TASK TO COMPLETE. Exactly the lines from the start of the data below through the line containing "Target: white wall" must be returned, and no others.

AVAILABLE DATA.
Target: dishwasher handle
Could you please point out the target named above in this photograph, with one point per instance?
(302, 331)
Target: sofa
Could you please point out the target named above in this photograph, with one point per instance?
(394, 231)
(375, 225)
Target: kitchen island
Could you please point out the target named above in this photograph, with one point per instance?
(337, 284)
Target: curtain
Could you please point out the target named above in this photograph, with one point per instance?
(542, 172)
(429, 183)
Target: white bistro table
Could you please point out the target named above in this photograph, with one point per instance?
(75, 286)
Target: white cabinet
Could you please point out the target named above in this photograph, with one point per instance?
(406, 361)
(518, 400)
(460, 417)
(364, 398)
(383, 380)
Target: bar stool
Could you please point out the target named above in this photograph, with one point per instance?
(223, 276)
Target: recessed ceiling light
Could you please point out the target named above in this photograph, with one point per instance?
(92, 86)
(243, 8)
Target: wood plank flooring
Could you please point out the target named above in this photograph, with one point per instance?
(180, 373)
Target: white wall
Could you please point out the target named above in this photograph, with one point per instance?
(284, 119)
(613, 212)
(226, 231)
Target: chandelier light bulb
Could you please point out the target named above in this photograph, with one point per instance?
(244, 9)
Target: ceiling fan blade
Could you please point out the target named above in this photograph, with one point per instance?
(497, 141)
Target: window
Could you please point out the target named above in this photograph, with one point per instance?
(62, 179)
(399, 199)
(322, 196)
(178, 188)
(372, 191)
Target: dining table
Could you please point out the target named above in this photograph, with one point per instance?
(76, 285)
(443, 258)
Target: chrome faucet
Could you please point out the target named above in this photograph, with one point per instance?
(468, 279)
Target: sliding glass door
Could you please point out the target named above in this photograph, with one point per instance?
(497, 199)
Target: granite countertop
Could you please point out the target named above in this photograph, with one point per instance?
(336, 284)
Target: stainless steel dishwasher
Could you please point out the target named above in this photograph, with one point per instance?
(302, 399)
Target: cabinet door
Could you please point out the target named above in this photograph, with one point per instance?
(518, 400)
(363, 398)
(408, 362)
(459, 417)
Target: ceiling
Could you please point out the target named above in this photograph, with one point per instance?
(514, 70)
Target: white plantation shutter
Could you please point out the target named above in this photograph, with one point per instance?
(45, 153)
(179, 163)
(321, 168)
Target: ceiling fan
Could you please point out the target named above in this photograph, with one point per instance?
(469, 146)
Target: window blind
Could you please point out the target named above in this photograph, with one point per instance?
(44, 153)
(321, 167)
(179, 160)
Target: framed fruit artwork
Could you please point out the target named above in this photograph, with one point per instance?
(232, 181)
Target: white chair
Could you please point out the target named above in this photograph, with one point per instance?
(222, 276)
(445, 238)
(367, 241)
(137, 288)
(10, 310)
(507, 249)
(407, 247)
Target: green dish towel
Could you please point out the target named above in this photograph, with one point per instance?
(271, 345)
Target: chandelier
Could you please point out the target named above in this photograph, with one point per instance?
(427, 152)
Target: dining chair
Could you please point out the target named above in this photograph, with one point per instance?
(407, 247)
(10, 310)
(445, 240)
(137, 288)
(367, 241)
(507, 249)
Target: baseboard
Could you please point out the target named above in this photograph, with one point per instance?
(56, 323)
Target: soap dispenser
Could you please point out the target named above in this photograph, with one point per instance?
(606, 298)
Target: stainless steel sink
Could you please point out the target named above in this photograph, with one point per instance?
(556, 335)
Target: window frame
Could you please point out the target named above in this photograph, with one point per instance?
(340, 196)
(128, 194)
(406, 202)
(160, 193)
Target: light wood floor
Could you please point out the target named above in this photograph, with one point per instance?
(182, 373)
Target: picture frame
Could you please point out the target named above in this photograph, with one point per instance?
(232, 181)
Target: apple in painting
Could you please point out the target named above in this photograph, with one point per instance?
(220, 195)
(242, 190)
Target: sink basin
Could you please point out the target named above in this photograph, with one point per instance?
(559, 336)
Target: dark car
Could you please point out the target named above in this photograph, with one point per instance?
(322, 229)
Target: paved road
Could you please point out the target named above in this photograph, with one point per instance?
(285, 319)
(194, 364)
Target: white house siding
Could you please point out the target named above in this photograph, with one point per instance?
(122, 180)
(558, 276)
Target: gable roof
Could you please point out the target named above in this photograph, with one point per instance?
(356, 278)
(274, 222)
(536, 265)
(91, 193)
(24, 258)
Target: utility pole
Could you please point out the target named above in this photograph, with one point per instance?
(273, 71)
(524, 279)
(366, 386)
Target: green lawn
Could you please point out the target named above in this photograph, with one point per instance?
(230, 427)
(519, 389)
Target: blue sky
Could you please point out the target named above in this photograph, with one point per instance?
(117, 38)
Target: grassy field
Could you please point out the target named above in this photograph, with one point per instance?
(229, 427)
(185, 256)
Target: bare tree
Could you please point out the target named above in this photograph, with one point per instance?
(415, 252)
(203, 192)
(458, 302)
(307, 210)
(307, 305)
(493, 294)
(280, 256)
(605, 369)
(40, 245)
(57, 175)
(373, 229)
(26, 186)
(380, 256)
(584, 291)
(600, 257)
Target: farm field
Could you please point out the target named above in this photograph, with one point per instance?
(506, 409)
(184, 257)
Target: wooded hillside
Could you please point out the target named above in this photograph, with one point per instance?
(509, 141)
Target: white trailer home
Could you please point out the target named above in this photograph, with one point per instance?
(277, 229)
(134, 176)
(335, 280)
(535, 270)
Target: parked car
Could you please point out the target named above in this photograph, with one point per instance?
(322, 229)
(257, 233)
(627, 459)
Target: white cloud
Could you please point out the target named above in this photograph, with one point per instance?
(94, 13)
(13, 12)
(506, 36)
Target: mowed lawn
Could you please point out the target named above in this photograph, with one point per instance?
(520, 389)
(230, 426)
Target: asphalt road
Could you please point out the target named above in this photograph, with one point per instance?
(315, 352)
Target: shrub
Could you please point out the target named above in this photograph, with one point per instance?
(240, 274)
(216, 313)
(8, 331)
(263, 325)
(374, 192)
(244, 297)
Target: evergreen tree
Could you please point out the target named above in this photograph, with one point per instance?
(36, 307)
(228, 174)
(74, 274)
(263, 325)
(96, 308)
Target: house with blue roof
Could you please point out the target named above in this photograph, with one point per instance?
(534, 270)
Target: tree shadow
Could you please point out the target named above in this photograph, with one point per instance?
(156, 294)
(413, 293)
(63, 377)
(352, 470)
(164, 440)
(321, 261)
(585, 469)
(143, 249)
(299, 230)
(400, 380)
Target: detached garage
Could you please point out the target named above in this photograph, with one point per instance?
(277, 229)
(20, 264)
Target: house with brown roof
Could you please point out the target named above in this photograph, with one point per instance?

YOUR SOLUTION.
Target: dishwasher handle
Could you please point out the target named above in this photograph, with one point per instance?
(302, 331)
Target: sofa
Could you please point out the target named above in this photograph, with one point per instance?
(394, 231)
(375, 225)
Target: kitchen island
Could you please point out the target named above in this photograph, with one point per instance?
(337, 284)
Target: curtain
Could you please point out the target named above in this photograph, with one point per instance?
(542, 172)
(429, 183)
Target: white bistro table
Could you please point out the target named above in this photograph, with one point per instance?
(75, 286)
Target: white cabinet
Could you please point out the target named above in this photograph, with one point per instance?
(406, 361)
(518, 400)
(460, 417)
(364, 398)
(383, 380)
Target: bar stool
Could you please point out the target named above in this photograph, with one point per instance?
(223, 276)
Target: recessed ceiling light
Could you please point out the target named above in this photograph, with one point per instance?
(92, 86)
(243, 8)
Target: wood plank flooring
Could you please point out the target named above in this photograph, with one point per instance?
(180, 373)
Target: white wall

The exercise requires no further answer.